## TASK ITEM
Would you repeat the entries beneath, with nothing changed?
Start of SOURCE MATERIAL
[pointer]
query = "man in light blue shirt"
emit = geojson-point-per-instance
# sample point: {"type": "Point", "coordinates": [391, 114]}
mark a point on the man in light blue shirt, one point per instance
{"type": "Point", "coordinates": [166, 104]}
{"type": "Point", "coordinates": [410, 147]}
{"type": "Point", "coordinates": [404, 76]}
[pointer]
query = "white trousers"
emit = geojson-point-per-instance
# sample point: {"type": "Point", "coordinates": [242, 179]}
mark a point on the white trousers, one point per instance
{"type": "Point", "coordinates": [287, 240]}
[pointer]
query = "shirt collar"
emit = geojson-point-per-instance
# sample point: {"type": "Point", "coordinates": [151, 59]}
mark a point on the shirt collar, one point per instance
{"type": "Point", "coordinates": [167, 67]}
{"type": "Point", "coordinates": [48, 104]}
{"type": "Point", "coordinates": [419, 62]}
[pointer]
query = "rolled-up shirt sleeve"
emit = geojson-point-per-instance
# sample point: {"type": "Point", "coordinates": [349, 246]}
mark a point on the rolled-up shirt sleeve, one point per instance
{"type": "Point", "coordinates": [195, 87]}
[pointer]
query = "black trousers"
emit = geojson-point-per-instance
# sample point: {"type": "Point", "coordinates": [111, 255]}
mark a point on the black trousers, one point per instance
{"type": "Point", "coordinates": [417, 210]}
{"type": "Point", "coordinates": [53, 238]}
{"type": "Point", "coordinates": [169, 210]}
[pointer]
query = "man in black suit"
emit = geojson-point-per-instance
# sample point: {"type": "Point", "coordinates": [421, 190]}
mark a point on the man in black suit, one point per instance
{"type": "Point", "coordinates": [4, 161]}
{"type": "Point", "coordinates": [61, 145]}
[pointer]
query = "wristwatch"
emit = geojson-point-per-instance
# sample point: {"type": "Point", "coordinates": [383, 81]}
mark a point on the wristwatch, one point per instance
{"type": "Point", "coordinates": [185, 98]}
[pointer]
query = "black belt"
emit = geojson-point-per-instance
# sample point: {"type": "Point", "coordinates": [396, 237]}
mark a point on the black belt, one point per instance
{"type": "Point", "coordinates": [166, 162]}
End of SOURCE MATERIAL
## OUTPUT OF THE TASK
[pointer]
query = "man in light blue shirt"
emit = geojson-point-per-instance
# sample point: {"type": "Point", "coordinates": [391, 114]}
mark a point on the man in light blue shirt, one point per instance
{"type": "Point", "coordinates": [166, 104]}
{"type": "Point", "coordinates": [410, 147]}
{"type": "Point", "coordinates": [404, 76]}
[pointer]
query = "white trousers"
emit = geojson-point-per-instance
# sample point: {"type": "Point", "coordinates": [242, 179]}
mark a point on the white trousers, one point per instance
{"type": "Point", "coordinates": [287, 240]}
[pointer]
query = "shirt collar"
emit = geojson-point-per-instance
# sample point: {"type": "Point", "coordinates": [151, 59]}
mark a point on the shirt collar, one point per instance
{"type": "Point", "coordinates": [167, 67]}
{"type": "Point", "coordinates": [48, 104]}
{"type": "Point", "coordinates": [419, 62]}
[pointer]
query = "rolled-up shirt sleeve"
emit = geojson-point-per-instance
# sample point: {"type": "Point", "coordinates": [349, 246]}
mark a point on the rolled-up shirt sleeve, one point per instance
{"type": "Point", "coordinates": [195, 87]}
[pointer]
query = "black trousers"
emit = geojson-point-per-instance
# sample point: {"type": "Point", "coordinates": [111, 255]}
mark a point on the black trousers, one point per instance
{"type": "Point", "coordinates": [417, 210]}
{"type": "Point", "coordinates": [53, 238]}
{"type": "Point", "coordinates": [169, 210]}
[pointer]
query = "man in black suit"
emit = geojson-point-per-instance
# sample point: {"type": "Point", "coordinates": [421, 190]}
mark a point on the man in black suit, one point per instance
{"type": "Point", "coordinates": [4, 161]}
{"type": "Point", "coordinates": [61, 145]}
[pointer]
query = "wristwatch"
emit = geojson-point-per-instance
# sample point: {"type": "Point", "coordinates": [383, 81]}
mark a point on the wristwatch, one point per instance
{"type": "Point", "coordinates": [185, 98]}
[pointer]
query = "black belt"
emit = geojson-point-per-instance
# sample point: {"type": "Point", "coordinates": [396, 237]}
mark a point on the black belt, one point per instance
{"type": "Point", "coordinates": [166, 162]}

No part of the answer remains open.